*DO THIS:* The data below is to be returned in full and exactly.
--- DATA IN THIS EXERCISE ---
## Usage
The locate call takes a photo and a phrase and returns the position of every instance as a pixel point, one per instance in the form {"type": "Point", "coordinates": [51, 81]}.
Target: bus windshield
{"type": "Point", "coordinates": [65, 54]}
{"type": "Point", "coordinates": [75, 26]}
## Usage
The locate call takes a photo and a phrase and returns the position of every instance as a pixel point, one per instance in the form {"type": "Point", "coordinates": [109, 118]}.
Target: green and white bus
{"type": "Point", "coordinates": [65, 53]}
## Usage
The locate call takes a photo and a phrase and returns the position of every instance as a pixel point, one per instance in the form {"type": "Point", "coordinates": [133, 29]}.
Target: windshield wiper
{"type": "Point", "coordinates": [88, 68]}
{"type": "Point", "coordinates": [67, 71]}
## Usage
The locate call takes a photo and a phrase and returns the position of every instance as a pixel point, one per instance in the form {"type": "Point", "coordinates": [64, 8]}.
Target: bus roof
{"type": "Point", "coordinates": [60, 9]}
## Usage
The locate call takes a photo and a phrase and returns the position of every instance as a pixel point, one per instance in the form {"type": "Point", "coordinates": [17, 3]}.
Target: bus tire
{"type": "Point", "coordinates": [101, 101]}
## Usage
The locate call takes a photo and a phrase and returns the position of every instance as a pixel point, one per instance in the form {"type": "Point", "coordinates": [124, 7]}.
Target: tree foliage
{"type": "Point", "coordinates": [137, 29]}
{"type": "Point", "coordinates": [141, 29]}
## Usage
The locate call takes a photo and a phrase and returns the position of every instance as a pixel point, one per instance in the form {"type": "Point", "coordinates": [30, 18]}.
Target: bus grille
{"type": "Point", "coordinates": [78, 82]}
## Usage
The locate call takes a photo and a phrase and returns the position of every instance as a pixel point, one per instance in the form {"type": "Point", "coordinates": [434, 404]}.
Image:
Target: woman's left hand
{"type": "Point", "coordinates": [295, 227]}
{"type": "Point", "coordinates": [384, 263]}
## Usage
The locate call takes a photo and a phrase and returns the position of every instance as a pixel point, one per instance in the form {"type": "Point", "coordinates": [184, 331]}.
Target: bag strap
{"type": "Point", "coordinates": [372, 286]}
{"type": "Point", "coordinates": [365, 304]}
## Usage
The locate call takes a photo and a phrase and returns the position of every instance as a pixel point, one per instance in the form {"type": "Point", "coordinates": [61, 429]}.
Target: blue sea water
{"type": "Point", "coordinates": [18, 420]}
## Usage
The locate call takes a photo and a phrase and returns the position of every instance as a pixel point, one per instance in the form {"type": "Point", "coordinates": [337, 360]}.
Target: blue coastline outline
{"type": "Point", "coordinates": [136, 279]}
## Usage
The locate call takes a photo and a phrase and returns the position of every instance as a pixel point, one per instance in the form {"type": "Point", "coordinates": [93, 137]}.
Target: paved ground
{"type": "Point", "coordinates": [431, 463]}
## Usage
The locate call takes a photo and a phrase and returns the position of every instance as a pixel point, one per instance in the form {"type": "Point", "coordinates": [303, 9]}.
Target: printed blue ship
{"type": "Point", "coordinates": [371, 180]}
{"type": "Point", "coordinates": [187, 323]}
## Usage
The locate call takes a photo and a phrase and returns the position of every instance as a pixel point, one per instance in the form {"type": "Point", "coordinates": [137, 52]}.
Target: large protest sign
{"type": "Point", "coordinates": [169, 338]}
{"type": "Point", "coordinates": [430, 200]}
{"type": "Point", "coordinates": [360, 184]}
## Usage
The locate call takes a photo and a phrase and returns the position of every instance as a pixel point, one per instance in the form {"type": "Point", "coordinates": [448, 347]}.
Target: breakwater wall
---
*TASK RESPONSE:*
## Usage
The locate call takes a photo and a phrase and returns the position of every instance as a pixel point, one per instance in the form {"type": "Point", "coordinates": [51, 81]}.
Target: bus windshield
{"type": "Point", "coordinates": [65, 54]}
{"type": "Point", "coordinates": [75, 26]}
## Usage
The locate call takes a photo and a phrase and returns the position of every instance as a pixel point, one per instance in the form {"type": "Point", "coordinates": [109, 118]}.
Target: green and white bus
{"type": "Point", "coordinates": [65, 53]}
## Usage
The locate call takes a photo and a phrase and returns the position of every instance as a pixel point, one per instance in the form {"type": "Point", "coordinates": [133, 29]}.
Target: windshield wiper
{"type": "Point", "coordinates": [88, 68]}
{"type": "Point", "coordinates": [67, 71]}
## Usage
The locate call takes a photo and a phrase and returns the position of every instance as a pixel point, one per instance in the form {"type": "Point", "coordinates": [64, 8]}.
Target: bus roof
{"type": "Point", "coordinates": [60, 9]}
## Usage
The locate call takes a photo and a phrase and returns the position of every instance as a pixel point, one per instance in the form {"type": "Point", "coordinates": [17, 3]}.
Target: bus tire
{"type": "Point", "coordinates": [101, 101]}
## Usage
The locate call takes a photo and a phrase and returns the position of every instance as a pixel point, one per instance in the form {"type": "Point", "coordinates": [124, 7]}.
Target: tree foliage
{"type": "Point", "coordinates": [137, 29]}
{"type": "Point", "coordinates": [141, 29]}
## Usage
The locate call takes a photo and a phrase and returns the position of every instance as a pixel point, one per instance in the form {"type": "Point", "coordinates": [30, 18]}.
Target: bus grille
{"type": "Point", "coordinates": [78, 82]}
## Usage
The locate call takes a photo and a phrase and returns the position of every instance as a pixel point, one per instance in the form {"type": "Point", "coordinates": [434, 404]}.
Image:
Target: woman's left hand
{"type": "Point", "coordinates": [295, 227]}
{"type": "Point", "coordinates": [384, 263]}
## Usage
The locate call takes a photo and a phrase and returns the position of every instance as a pixel point, one per instance in the form {"type": "Point", "coordinates": [184, 331]}.
Target: bag strap
{"type": "Point", "coordinates": [372, 286]}
{"type": "Point", "coordinates": [365, 304]}
## Usage
The locate call takes a photo and a phrase and returns the position of every instance as a pixel point, one per instance in the form {"type": "Point", "coordinates": [61, 429]}.
Target: blue sea water
{"type": "Point", "coordinates": [18, 420]}
## Usage
The locate call takes a photo and a phrase and returns the position of every instance as a pixel point, one per instance in the form {"type": "Point", "coordinates": [337, 360]}.
Target: blue coastline outline
{"type": "Point", "coordinates": [136, 279]}
## Usage
The locate call takes a photo and a phrase and returns the position of every instance as a pixel point, one per instance in the form {"type": "Point", "coordinates": [93, 137]}.
Target: paved ground
{"type": "Point", "coordinates": [431, 463]}
## Usage
The locate call takes a photo and a phrase and returns the position of every instance as a pixel point, one per instance in the form {"type": "Point", "coordinates": [303, 9]}.
Target: printed blue ship
{"type": "Point", "coordinates": [371, 180]}
{"type": "Point", "coordinates": [187, 323]}
## Usage
The locate call takes a photo and a phrase and returns the position of every instance as a pixel point, one per instance in the form {"type": "Point", "coordinates": [137, 52]}.
Target: large protest sign
{"type": "Point", "coordinates": [169, 338]}
{"type": "Point", "coordinates": [430, 200]}
{"type": "Point", "coordinates": [360, 184]}
## Usage
The locate call takes a photo and a phrase and returns the position of every instance as a pixel point, one per instance in the form {"type": "Point", "coordinates": [448, 347]}.
Target: breakwater wall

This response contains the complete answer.